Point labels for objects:
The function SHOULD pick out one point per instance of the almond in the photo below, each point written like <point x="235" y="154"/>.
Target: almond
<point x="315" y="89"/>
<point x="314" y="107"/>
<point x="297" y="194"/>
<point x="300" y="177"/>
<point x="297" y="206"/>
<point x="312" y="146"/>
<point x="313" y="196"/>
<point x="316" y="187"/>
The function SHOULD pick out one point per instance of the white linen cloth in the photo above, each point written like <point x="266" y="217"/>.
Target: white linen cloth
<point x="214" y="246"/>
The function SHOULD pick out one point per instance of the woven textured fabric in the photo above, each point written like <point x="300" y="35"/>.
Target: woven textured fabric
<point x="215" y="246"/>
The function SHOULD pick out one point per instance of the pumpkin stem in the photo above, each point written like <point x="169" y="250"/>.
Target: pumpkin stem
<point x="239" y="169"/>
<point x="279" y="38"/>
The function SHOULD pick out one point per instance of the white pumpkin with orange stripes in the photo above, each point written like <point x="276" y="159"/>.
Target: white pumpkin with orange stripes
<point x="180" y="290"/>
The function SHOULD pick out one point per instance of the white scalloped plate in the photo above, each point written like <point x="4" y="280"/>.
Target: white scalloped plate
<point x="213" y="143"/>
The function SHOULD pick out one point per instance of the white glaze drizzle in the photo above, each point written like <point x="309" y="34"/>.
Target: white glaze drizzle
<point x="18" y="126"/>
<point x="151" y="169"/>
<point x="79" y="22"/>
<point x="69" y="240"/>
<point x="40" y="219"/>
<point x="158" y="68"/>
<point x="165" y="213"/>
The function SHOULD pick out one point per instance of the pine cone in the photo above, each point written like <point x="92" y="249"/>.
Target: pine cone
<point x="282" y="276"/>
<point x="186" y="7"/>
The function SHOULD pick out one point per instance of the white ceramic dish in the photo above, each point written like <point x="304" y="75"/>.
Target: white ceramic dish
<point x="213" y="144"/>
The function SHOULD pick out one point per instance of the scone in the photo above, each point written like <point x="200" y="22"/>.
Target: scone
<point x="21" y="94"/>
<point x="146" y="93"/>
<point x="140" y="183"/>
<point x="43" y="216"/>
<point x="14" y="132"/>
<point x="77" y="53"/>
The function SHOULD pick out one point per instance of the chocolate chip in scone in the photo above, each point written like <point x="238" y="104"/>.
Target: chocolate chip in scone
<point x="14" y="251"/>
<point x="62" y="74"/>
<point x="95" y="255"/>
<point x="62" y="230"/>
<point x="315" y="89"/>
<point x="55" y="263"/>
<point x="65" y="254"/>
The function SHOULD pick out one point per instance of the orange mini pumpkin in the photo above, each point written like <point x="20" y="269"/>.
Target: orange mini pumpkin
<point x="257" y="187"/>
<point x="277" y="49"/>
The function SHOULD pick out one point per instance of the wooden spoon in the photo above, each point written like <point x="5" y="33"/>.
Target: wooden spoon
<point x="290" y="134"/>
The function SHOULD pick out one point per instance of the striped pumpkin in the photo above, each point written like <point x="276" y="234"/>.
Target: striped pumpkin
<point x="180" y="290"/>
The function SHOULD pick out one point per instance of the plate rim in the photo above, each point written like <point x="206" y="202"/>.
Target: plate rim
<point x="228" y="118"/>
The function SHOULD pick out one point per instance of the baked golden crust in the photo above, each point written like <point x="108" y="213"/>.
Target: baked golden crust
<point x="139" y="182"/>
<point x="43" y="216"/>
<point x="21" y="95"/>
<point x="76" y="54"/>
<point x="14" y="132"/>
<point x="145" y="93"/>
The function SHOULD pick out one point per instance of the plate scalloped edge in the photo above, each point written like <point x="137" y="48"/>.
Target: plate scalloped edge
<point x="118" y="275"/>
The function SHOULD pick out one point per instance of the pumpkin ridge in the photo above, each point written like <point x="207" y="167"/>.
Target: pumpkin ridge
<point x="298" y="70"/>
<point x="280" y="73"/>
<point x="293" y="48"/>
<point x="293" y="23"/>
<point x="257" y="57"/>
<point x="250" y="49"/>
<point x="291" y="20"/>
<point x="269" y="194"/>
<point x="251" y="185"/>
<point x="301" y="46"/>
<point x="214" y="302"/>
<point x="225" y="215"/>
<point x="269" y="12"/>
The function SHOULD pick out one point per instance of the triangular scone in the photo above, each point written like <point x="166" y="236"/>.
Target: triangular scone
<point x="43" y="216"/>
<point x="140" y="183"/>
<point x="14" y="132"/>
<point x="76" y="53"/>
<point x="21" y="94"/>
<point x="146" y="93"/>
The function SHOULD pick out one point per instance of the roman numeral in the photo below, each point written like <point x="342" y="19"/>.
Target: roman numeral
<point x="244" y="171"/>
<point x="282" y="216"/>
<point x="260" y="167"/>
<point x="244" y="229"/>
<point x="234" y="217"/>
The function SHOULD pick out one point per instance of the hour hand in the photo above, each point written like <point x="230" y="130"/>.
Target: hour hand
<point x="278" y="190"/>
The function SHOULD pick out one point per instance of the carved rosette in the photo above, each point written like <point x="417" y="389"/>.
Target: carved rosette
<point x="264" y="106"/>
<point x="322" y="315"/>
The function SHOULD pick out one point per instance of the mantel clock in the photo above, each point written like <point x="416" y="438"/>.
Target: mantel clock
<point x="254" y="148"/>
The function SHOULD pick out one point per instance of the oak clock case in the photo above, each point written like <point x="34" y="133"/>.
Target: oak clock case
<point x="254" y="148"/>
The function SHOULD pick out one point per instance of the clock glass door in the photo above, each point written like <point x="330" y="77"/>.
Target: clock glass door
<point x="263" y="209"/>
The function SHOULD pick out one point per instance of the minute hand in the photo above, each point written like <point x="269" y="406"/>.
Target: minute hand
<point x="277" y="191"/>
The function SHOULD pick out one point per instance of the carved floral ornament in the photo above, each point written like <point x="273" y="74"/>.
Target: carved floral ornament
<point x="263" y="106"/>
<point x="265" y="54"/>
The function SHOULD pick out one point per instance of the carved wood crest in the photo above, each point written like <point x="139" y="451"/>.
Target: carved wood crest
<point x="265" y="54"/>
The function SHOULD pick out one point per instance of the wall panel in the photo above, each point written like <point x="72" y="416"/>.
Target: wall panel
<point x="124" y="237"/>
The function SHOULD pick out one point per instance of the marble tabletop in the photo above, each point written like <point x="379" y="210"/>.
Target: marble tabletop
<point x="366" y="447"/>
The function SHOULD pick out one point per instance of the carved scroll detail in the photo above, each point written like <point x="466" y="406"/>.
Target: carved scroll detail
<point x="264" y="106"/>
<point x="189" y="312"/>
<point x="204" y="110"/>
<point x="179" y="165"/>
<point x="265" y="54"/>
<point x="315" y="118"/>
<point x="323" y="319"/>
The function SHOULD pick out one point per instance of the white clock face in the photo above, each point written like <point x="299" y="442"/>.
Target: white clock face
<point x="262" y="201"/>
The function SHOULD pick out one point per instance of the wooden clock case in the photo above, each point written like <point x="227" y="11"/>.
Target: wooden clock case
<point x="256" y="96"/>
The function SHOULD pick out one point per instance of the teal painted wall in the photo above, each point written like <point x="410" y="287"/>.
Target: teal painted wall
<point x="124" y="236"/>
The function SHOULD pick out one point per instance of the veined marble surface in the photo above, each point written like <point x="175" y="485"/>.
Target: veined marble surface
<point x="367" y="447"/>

Instructions to follow = Rewrite every line, starting with the line that contains "of the veined" and going on through the end of the records. Add 27 to each x and y coordinate in the answer points, and leave the sample coordinates inside the sentences unchanged.

Exercise solution =
The function SHOULD pick out one point per instance of the veined marble surface in the photo above, each point written like <point x="175" y="485"/>.
Target: veined marble surface
<point x="394" y="474"/>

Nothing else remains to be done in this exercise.